PAGE TEXT:
II. STANDARD OF REVIEW A party may move to dismiss a complaint for lack of subject matter jurisdiction under Federal Rule of Civil Procedure 12(b)(1). Because federal courts are courts of limited jurisdiction, the party seeking to invoke the court’s jurisdiction bears the burden of proving the existence of subject matter jurisdiction. See Kokkonen v. Guardian Life Ins. Co., 511 U.S. 375, 377 (1994). The court’s jurisdiction may be challenged either facially based on the legal sufficiency of the claim or factually based on the sufficiency of a jurisdictional fact. Gould Elecs. v. U.S., 220 F.3d 169, 178 (3d Cir. 2000), modified on other grounds by Simon v. United States, 341 F.3d

193 (3d Cir. 2003). A facial attack “challenges subject matter jurisdiction without disputing the facts alleged in the complaint, and it requires the court to ‘consider the allegations of the complaint as true.’” Davis v. Wells Fargo, 824 F.3d 333, 346 (3d Cir. 2016) (quoting Petruska v. Gannon Univ., 462 F.3d 294, 302 n.3 (3d Cir. 2006)). The defendant bears the burden of showing no claim has been stated. “In contrast, in a factual attack under Rule 12(b)(1), the court may consider and weigh evidence outside the pleadings to determine if it has jurisdiction. The plaintiff has the burden of persuasion to convince the court it has jurisdiction.” Gould Elecs., 220 F.3d at 178.

REQUIREMENT 1:
In the standard of review text, who has the burden of persuasion in a factual attack under Rule 12(b)(1)?
REQUIREMENT 2:
Name every court case cited in the standard of review text.
REQUIREMENT 3:
Write a continuation of the standard of review text, starting after its last sentence.
The records that come next are separate material, unrelated to the standard of review text.

DATASET CONTENT:
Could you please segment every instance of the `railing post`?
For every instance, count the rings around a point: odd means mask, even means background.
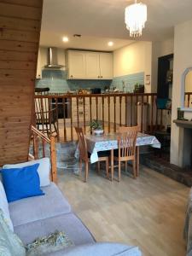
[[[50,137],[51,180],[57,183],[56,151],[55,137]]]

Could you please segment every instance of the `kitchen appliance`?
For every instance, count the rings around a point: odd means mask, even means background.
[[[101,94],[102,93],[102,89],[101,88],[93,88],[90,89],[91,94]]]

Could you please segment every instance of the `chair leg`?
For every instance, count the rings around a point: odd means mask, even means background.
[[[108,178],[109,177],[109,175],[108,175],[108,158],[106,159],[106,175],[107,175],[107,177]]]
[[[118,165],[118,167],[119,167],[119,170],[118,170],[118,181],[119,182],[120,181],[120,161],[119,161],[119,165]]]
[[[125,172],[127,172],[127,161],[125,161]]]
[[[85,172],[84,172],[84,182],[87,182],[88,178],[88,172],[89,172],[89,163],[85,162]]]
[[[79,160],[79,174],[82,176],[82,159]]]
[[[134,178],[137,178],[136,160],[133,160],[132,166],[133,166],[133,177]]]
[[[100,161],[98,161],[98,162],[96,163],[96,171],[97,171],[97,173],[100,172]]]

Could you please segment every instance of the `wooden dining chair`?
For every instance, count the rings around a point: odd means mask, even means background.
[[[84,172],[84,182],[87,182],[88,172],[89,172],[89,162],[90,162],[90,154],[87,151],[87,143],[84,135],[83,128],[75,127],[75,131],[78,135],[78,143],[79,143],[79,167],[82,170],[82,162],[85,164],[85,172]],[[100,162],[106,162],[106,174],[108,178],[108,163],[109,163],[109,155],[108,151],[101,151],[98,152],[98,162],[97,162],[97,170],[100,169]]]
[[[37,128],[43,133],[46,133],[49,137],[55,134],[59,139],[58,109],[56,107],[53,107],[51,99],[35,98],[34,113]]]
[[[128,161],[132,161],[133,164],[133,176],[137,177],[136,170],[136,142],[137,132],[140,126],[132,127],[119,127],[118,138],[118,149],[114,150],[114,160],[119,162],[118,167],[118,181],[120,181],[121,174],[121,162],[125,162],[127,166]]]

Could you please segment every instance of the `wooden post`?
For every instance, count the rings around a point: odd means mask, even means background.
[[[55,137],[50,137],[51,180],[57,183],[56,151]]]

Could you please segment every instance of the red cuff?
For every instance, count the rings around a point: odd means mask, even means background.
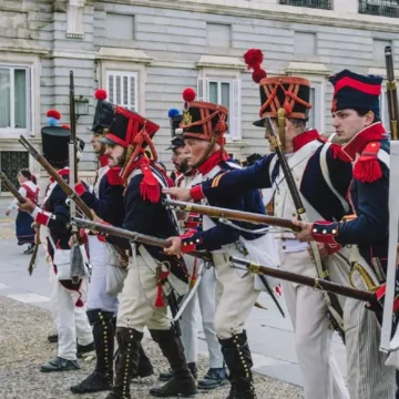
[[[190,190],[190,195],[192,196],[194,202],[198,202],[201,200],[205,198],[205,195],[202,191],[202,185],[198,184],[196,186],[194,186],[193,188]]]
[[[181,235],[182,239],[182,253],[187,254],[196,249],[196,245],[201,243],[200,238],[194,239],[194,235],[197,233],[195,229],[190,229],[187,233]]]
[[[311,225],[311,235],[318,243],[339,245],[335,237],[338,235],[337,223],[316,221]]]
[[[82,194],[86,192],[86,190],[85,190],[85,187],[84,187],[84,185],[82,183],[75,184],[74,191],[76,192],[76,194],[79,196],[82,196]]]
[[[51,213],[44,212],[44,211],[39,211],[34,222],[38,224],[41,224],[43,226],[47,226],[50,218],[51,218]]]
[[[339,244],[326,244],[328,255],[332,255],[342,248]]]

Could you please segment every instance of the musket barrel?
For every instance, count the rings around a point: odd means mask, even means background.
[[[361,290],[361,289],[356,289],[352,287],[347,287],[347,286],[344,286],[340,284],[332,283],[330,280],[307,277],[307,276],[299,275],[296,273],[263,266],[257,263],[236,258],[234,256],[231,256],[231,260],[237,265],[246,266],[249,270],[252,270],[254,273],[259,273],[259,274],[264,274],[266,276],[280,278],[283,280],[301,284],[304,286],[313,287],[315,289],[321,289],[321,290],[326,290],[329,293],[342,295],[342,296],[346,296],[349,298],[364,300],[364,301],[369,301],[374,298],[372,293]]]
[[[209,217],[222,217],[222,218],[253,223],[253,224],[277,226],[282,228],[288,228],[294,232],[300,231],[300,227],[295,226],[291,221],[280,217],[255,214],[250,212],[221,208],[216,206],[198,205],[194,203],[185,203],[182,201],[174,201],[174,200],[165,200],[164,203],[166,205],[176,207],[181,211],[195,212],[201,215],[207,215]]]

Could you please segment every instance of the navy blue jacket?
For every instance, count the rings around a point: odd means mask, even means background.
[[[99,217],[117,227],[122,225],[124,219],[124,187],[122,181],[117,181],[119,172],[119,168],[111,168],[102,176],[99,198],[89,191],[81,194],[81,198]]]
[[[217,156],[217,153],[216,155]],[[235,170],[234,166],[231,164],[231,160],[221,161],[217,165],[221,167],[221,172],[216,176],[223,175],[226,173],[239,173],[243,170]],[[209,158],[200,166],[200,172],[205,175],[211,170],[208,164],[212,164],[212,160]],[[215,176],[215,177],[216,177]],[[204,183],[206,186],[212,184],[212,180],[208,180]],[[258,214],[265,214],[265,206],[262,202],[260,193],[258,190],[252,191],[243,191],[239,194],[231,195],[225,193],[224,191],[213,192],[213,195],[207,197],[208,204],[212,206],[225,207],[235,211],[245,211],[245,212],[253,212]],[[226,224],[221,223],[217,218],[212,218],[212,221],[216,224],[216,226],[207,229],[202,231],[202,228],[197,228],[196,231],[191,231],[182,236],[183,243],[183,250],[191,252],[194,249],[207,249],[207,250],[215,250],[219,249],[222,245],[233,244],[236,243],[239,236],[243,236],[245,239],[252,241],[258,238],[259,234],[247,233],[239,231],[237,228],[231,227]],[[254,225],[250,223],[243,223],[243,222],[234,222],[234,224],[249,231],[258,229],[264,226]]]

RESPONSE 1:
The plaintiff has the burden of persuasion to convince the court it has jurisdiction.

RESPONSE 2:
Kokkonen v. Guardian Life Ins. Co.; Gould Elecs. v. U.S.; Simon v. United States; Davis v. Wells Fargo; Petruska v. Gannon Univ.

RESPONSE 3:
When considering a motion to dismiss a complaint for failure to state a claim, Fed. R. Civ. P. 12(b)(6), the Court must accept all well-pleaded allegations in the complaint as true and view them in the light most favorable to the non-moving party. A motion to dismiss may be granted only if the plaintiff has failed to set forth fair notice of what the claim is and the grounds upon which it rests that make such a claim plausible on its face. Bell Atlantic Corp. v. Twombly, 550 U.S. 544 (2007). Although Rule 8 does not require “detailed factual allegations,” it requires “more than an unadorned, the-defendant-unlawfully- harmed-me accusation.” Ashcroft v. Iqbal, 556 U.S. 662, 678 (2009) (citing Twombly, 550 U.S. at 555).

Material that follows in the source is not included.